(Point-labeling data)

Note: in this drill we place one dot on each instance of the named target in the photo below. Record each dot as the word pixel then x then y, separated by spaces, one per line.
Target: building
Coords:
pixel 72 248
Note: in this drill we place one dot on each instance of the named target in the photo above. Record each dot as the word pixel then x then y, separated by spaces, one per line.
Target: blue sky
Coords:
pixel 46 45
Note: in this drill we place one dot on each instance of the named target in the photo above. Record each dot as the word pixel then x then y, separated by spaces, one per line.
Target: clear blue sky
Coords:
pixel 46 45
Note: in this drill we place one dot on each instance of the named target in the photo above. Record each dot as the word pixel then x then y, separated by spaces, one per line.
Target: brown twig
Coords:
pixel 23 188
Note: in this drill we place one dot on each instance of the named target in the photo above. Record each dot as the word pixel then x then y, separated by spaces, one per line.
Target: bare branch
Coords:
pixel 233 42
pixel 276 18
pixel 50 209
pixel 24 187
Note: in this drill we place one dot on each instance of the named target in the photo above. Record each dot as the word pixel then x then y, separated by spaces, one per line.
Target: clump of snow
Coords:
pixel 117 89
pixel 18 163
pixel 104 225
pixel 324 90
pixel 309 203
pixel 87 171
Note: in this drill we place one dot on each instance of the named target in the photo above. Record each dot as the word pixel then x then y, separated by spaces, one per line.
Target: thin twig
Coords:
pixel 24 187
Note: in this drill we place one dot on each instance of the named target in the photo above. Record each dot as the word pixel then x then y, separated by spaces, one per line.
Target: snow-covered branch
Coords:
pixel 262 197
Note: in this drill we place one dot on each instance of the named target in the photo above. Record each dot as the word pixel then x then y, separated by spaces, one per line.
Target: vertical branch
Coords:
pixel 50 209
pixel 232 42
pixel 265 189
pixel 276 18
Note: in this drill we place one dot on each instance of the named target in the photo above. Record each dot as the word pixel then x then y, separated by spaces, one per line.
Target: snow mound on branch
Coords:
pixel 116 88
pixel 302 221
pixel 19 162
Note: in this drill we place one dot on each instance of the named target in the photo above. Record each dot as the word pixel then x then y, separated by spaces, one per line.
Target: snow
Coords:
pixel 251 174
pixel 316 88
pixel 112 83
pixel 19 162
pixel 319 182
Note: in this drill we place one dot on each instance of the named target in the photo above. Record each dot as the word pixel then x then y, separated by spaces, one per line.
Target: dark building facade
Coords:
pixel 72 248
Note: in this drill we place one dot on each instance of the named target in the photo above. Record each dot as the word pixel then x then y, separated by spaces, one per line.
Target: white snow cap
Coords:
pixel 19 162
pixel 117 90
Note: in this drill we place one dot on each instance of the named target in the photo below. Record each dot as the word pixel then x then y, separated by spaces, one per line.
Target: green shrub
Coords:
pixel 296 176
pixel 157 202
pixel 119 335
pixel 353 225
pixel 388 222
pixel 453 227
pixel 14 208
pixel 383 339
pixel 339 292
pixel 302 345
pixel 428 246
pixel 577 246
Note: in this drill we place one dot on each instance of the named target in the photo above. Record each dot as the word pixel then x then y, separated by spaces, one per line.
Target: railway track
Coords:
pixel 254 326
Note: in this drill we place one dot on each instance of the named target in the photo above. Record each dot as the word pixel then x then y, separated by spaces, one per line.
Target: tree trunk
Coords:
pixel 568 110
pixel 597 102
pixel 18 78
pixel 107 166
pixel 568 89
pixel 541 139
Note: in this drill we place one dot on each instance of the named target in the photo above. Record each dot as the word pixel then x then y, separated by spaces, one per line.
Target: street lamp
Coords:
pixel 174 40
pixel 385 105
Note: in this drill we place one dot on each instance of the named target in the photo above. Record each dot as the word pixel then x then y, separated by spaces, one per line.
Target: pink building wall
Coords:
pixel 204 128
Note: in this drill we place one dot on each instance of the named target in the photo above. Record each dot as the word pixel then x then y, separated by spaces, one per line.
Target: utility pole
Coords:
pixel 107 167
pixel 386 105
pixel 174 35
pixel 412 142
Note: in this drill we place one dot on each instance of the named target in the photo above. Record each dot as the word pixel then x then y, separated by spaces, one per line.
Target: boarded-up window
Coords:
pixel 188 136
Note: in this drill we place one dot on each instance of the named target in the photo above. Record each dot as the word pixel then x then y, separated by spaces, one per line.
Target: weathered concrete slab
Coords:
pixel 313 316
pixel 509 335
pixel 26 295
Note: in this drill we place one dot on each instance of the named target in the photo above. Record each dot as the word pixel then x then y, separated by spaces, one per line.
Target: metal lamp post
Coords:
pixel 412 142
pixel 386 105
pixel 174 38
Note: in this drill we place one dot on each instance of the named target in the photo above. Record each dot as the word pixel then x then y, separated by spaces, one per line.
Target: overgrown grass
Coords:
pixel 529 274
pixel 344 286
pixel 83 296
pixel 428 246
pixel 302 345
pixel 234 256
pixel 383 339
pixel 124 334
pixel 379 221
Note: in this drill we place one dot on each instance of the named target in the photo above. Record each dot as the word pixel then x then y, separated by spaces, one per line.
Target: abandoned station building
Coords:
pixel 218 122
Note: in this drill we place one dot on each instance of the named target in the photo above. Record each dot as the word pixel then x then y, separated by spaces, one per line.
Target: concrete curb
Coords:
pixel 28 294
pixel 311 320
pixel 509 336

(Stated exercise):
Repeat the data word for word, beginning at its first line and stopping after the line that contains "pixel 262 197".

(Exercise response):
Note: in this drill we place one dot on each instance of the named target in the photo below. Record each dot as the word pixel then x then y, separated by spaces, one per line.
Target: building
Coords:
pixel 72 248
Note: in this drill we place one dot on each instance of the named target in the photo above. Record each dot as the word pixel then x then y, separated by spaces, one per line.
Target: blue sky
Coords:
pixel 46 45
Note: in this drill we place one dot on each instance of the named target in the photo above. Record each dot as the word pixel then x then y, separated by spaces, one per line.
Target: clear blue sky
Coords:
pixel 46 45
Note: in this drill we place one dot on each instance of the named target in the photo above. Record each dot as the word pixel then x then y, separated by spaces, one per line.
Target: brown twig
Coords:
pixel 23 188
Note: in this drill we place one dot on each instance of the named target in the photo above. Record each dot as the word pixel then x then y, separated by spaces, one per line.
Target: bare branch
Coords:
pixel 233 42
pixel 276 18
pixel 50 209
pixel 24 187
Note: in this drill we place one dot on each instance of the named target in the photo above. Record each dot as the word pixel then x then y, separated by spaces, one per line.
Target: clump of snow
Coords:
pixel 117 89
pixel 18 163
pixel 104 225
pixel 324 90
pixel 309 203
pixel 87 171
Note: in this drill we place one dot on each instance of the named target in the photo above. Record each dot as the word pixel then x then y, separated by spaces, one per line.
Target: thin twig
Coords:
pixel 24 187
Note: in this drill we place one dot on each instance of the named target in the photo above. Record each dot as the word pixel then x then y, separated by spaces, one per line.
Target: snow-covered branch
Coords:
pixel 262 197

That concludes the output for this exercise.